[Document section]
* BEGIN *
The figural APM items consist of 3 × 3 matrices composed of geometrical elements. For each item, one element is missing, and the task is to select the missing element from a set of eight figures so that the rule(s) indicated by the first eight elements in each item is fulfilled. The APM test was administered without a time limit to make sure that test takers’ decisions on response times were not confounded with individual differences in dealing with a time limit. The computer-based test system provided for each item the scored response (correct vs. incorrect), the response time (in seconds), and the choice of the response alternatives (correct response or one of seven distractors).

For testing Hypothesis 4, we derived an item level covariate representing the number of rules for each of the 36 APM items based on the taxonomy by Carpenter, et al. [29]. The taxonomy distinguishes five rules defining the variation of graphical objects in APM matrices: constant in a row, quantitative pairwise progression, figure addition or subtraction, distribution of three values, distribution of two values. APM items include multiple rules, which are different rule types or different instances of the same type of rule. Overall, Carpenter, et al. [29] classified 25 of 36 APM Set II items with respect to the kind and number of rules involved. The covariate number of rules was available for items with the Raven No. 1, 3, 4, 5, 6, 7, 8, 9, 10, 12, 13, 14, 16, 17, 22, 23, 26, 27, 29, 31, 32, 34, 35 and 36, and ranged from one to five rules per item. For testing Hypothesis 4 only these 25 items with a known number of rules were included, whereas for testing Hypotheses 1, 2 and 3, all items were used.
* END *
[Material]
* BEGIN *
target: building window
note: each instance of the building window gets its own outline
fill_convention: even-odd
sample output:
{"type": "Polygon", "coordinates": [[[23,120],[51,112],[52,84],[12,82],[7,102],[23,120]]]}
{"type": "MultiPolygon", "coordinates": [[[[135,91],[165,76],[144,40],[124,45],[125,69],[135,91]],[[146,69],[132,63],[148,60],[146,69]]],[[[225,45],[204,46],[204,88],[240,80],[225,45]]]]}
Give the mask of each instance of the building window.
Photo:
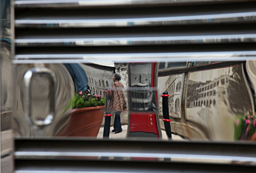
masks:
{"type": "Polygon", "coordinates": [[[180,89],[181,88],[181,82],[179,82],[176,85],[176,92],[180,91],[180,89]]]}
{"type": "Polygon", "coordinates": [[[224,84],[225,84],[225,79],[221,79],[221,85],[224,85],[224,84]]]}
{"type": "MultiPolygon", "coordinates": [[[[195,102],[194,102],[195,104],[195,102]]],[[[178,98],[175,101],[175,112],[179,112],[180,111],[180,99],[178,98]]]]}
* END *
[Exercise tasks]
**1.** Copy everything from "The figural APM" down to "of seven distractors)." in the APM passage, word for word.
**2.** Rewrite the entries above with every "building window" changed to "house window" and nothing else altered. Leave out the pictures.

[Solution set]
**1.**
The figural APM items consist of 3 × 3 matrices composed of geometrical elements. For each item, one element is missing, and the task is to select the missing element from a set of eight figures so that the rule(s) indicated by the first eight elements in each item is fulfilled. The APM test was administered without a time limit to make sure that test takers’ decisions on response times were not confounded with individual differences in dealing with a time limit. The computer-based test system provided for each item the scored response (correct vs. incorrect), the response time (in seconds), and the choice of the response alternatives (correct response or one of seven distractors).

**2.**
target: house window
note: each instance of the house window gets its own outline
fill_convention: even-odd
sample output:
{"type": "Polygon", "coordinates": [[[23,120],[51,112],[52,84],[12,82],[7,102],[23,120]]]}
{"type": "MultiPolygon", "coordinates": [[[[135,91],[165,76],[144,40],[124,45],[125,69],[135,91]],[[146,69],[132,63],[148,60],[146,69]]],[[[225,45],[204,46],[204,88],[240,80],[225,45]]]]}
Give the mask of each instance of the house window.
Photo:
masks:
{"type": "Polygon", "coordinates": [[[180,89],[181,88],[181,82],[179,82],[176,85],[176,92],[180,91],[180,89]]]}
{"type": "Polygon", "coordinates": [[[224,84],[225,84],[225,79],[221,79],[221,85],[224,85],[224,84]]]}
{"type": "MultiPolygon", "coordinates": [[[[195,102],[194,102],[195,104],[195,102]]],[[[178,98],[175,101],[175,112],[179,112],[180,111],[180,99],[178,98]]]]}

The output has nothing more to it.